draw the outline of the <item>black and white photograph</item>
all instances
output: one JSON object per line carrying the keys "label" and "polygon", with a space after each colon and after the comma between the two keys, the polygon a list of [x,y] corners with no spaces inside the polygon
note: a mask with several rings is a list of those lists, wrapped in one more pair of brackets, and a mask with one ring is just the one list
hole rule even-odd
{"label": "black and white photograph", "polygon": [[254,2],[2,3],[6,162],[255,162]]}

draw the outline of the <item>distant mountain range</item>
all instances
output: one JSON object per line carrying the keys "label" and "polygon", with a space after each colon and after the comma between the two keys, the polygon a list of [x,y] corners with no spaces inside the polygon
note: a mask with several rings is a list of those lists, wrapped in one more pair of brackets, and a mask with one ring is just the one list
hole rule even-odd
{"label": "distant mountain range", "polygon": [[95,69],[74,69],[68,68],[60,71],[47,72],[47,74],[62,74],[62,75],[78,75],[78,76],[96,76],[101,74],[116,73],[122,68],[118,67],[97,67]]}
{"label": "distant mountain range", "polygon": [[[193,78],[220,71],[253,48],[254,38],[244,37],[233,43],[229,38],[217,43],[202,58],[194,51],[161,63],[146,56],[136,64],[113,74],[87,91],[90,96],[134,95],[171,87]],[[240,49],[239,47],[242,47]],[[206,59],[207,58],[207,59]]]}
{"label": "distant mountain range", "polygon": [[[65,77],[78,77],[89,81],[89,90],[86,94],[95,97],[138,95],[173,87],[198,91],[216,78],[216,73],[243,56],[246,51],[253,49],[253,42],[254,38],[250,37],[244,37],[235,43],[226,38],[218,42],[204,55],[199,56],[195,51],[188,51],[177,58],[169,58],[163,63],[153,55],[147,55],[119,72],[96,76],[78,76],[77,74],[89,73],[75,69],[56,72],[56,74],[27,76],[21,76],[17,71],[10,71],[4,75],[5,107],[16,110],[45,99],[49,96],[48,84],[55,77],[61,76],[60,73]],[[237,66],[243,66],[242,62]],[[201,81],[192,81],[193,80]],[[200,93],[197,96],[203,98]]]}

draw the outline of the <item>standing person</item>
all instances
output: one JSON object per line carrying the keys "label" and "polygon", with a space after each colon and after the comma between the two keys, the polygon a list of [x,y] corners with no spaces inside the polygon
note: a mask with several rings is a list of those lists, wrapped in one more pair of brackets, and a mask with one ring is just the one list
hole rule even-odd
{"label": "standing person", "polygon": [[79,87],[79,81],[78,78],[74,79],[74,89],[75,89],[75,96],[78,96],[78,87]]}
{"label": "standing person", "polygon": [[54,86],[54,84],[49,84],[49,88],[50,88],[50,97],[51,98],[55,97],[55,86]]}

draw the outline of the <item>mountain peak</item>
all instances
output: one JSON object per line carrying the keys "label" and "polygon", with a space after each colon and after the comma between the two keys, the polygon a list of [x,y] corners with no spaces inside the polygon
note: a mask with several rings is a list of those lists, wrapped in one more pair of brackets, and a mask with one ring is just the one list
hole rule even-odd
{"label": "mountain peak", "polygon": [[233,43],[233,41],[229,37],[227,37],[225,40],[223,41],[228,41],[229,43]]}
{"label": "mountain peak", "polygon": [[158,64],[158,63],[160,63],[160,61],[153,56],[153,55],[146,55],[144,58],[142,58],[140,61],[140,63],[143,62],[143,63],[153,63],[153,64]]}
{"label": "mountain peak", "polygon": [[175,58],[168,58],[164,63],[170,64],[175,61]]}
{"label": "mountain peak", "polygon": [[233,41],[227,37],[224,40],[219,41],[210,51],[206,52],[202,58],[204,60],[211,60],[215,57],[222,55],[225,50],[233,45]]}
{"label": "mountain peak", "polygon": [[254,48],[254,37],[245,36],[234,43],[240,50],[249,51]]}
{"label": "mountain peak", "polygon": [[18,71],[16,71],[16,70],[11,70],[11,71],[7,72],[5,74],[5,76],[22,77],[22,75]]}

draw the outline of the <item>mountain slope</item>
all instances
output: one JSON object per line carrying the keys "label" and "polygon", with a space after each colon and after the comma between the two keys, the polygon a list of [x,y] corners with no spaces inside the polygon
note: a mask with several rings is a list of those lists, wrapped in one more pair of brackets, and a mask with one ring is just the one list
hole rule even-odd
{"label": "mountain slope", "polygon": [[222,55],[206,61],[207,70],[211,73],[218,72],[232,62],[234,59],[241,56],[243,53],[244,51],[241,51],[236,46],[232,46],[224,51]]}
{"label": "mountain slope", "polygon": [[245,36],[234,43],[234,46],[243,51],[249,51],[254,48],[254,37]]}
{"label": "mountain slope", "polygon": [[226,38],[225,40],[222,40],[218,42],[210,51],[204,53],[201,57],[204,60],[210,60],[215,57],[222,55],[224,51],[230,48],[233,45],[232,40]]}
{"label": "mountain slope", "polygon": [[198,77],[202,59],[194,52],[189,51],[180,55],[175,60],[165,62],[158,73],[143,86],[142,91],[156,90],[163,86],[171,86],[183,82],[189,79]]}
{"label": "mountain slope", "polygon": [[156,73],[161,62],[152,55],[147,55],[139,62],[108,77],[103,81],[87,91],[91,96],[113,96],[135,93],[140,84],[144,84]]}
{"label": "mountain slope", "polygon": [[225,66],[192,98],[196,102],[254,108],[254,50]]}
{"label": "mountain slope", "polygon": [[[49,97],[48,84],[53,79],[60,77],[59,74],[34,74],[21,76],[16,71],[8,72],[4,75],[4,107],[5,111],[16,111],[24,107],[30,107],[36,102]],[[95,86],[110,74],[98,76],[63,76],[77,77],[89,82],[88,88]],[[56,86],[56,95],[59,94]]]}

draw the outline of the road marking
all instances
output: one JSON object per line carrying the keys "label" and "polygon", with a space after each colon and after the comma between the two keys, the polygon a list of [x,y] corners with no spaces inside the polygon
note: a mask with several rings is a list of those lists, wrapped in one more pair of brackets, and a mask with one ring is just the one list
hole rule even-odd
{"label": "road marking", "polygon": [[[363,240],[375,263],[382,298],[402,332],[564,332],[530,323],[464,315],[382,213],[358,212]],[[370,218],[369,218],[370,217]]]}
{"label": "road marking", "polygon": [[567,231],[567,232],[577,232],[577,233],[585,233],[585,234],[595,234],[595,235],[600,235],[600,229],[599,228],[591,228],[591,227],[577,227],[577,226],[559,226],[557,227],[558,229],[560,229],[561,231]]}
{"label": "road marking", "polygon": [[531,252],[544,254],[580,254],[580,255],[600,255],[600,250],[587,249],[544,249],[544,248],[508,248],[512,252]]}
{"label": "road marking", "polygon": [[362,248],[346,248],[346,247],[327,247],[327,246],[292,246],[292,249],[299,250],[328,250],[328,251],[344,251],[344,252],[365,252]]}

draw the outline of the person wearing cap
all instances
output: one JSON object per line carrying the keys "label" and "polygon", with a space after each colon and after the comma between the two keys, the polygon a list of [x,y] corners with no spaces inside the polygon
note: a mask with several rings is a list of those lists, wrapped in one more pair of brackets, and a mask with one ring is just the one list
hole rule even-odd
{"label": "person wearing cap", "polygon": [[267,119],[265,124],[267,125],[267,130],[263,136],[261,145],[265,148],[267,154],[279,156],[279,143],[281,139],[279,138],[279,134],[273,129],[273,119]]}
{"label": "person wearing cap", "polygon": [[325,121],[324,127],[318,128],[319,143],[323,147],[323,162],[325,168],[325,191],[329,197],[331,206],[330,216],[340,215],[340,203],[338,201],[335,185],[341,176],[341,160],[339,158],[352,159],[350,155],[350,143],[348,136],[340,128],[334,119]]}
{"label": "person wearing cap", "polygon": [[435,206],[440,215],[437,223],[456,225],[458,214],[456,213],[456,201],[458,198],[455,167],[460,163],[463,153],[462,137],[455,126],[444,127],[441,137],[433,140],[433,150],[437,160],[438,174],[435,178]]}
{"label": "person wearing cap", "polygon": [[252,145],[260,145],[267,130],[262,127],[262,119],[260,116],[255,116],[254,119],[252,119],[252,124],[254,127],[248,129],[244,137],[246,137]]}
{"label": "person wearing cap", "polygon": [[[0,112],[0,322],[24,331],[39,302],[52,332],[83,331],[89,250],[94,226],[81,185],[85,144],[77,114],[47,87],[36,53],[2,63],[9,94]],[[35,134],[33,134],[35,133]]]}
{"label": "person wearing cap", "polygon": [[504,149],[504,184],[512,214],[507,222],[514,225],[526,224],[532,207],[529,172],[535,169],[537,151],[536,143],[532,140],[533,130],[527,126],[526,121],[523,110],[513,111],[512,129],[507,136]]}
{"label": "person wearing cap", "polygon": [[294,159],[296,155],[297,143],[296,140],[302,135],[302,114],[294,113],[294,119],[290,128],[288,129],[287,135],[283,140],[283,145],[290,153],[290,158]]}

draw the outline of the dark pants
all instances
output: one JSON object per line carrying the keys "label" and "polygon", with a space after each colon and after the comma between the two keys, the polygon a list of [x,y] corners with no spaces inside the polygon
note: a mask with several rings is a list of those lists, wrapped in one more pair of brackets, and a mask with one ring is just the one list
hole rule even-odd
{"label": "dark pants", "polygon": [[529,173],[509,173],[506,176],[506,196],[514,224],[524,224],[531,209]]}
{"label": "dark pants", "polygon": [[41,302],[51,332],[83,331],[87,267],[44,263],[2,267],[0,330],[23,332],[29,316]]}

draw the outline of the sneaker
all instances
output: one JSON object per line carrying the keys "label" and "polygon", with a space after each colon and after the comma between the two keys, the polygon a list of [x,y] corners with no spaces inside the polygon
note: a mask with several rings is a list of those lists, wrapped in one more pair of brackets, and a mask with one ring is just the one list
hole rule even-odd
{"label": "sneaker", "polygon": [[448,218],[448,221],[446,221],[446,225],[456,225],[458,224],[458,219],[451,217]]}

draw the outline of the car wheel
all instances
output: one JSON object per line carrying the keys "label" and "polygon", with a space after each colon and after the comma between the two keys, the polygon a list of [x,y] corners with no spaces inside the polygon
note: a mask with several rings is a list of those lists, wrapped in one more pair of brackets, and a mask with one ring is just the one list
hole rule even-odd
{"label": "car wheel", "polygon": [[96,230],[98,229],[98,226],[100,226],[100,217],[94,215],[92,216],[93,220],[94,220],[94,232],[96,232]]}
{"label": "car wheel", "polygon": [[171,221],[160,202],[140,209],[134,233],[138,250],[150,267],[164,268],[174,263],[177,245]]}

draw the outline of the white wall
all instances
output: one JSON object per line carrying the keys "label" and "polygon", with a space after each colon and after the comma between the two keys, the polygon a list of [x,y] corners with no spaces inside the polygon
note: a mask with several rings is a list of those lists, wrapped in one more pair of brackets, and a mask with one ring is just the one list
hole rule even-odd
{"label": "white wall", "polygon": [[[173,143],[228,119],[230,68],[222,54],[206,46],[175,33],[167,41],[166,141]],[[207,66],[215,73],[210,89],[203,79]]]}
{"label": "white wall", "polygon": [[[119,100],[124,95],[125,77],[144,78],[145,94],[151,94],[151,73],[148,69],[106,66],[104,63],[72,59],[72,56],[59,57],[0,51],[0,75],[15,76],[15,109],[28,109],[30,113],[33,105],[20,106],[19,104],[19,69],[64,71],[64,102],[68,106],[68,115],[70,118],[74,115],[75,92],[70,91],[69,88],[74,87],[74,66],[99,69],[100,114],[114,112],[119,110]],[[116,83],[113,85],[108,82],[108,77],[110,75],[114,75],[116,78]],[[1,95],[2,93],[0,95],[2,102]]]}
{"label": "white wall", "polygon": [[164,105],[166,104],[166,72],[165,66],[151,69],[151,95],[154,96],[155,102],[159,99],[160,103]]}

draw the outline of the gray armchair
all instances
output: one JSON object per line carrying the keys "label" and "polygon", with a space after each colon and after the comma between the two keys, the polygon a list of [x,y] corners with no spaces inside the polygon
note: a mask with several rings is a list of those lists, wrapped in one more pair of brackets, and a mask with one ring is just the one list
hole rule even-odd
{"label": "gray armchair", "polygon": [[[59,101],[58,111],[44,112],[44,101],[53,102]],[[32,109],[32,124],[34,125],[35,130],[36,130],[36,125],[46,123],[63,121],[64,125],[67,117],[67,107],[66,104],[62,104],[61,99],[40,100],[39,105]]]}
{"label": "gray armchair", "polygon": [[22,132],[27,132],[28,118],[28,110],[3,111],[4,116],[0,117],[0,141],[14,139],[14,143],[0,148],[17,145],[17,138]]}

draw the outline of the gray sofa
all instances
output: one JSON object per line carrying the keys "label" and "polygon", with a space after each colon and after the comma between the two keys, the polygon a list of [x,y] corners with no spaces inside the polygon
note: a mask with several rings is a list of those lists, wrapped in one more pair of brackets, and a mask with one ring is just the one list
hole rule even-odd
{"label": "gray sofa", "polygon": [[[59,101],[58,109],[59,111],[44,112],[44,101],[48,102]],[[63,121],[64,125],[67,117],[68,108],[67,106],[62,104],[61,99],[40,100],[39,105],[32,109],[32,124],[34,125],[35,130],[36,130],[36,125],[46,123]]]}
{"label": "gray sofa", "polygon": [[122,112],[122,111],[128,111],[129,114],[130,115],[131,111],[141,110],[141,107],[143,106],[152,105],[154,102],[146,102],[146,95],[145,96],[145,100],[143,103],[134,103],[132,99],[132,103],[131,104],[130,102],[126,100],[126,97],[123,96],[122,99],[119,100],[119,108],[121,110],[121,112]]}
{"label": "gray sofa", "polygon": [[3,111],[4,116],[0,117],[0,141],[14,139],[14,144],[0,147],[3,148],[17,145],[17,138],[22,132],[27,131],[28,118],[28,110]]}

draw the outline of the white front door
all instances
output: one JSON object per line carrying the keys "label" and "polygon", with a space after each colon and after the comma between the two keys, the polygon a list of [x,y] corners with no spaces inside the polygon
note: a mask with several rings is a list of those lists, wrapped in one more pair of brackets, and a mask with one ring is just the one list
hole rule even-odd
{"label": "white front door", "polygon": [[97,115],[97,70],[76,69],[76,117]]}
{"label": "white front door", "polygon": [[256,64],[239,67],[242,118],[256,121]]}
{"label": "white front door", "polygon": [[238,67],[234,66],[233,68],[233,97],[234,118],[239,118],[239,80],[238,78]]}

_Written exercise_. Reproduce the portion of the listing above that starts with the line containing "draw the outline of the white front door" and runs through the end of the listing, including both of those ends and changing nothing.

_The output_.
draw the outline of the white front door
all instances
output: one JSON object per line carrying the keys "label" and "polygon", with a space after each colon and after the comma between the two keys, the polygon a list of [x,y] corners with no spaces inside the polygon
note: a mask with several rings is a list of those lists, wrapped in one more pair of brackets, and a mask with one ring is just the one list
hole rule even-odd
{"label": "white front door", "polygon": [[97,115],[97,70],[76,69],[76,117]]}
{"label": "white front door", "polygon": [[256,64],[239,67],[242,118],[256,121]]}
{"label": "white front door", "polygon": [[238,67],[234,66],[233,68],[233,97],[234,118],[239,118],[239,80],[238,78]]}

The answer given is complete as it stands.